Return every line of the material below that contains the word "then".
--- Supplied material ---
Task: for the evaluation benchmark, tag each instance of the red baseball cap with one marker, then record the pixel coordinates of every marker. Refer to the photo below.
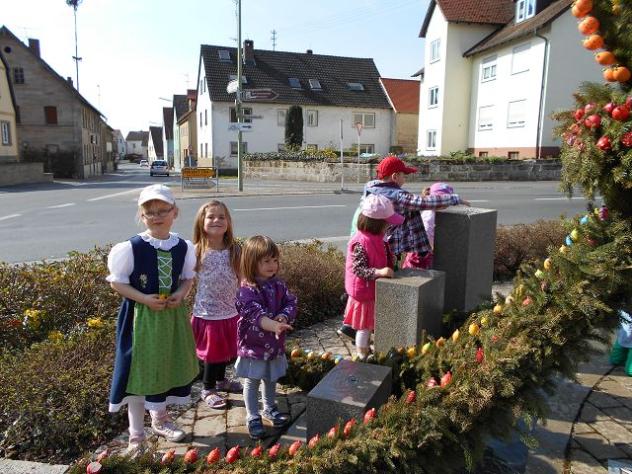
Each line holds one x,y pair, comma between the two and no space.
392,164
---
--- Supplied material ---
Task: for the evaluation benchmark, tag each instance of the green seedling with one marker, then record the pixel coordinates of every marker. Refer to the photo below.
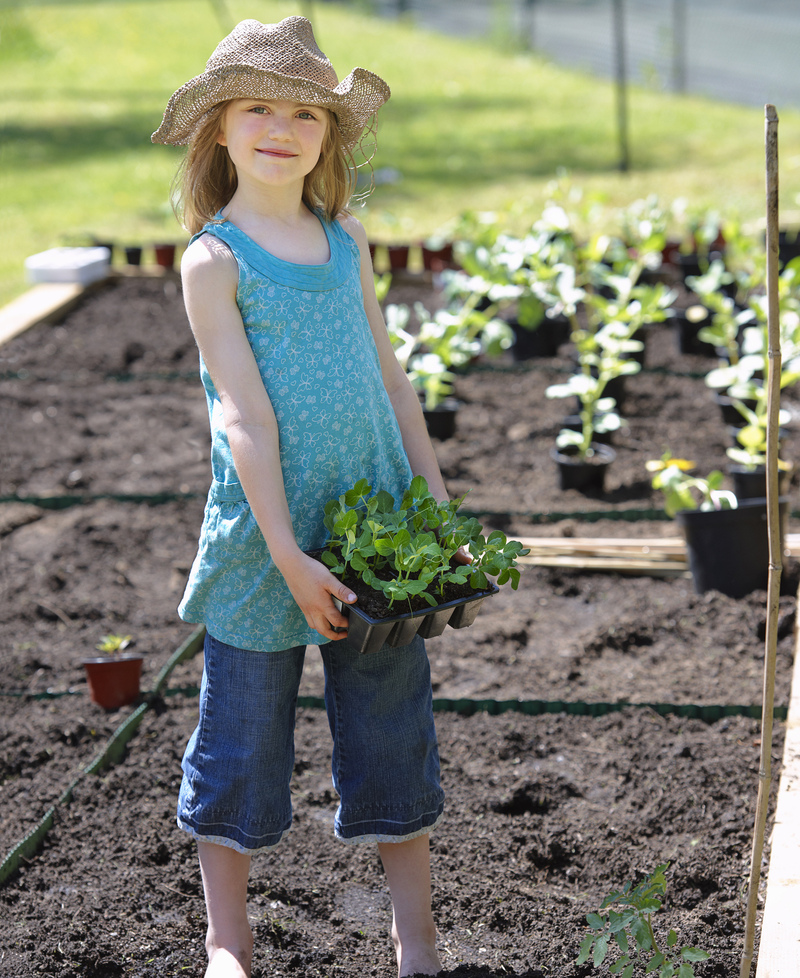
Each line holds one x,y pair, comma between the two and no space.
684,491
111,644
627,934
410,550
---
▸ **Completed exercise**:
Task: for the evaluation benchmark, tag each instance of the red baseball cap with one marker, then record the pixel coordinates of every marker. Refer to the photo below.
Task: for the evaluation benchmark, tag each instance of the green seedling with one marker, then record the pixel coordinates of every marker. Refer to the photo below.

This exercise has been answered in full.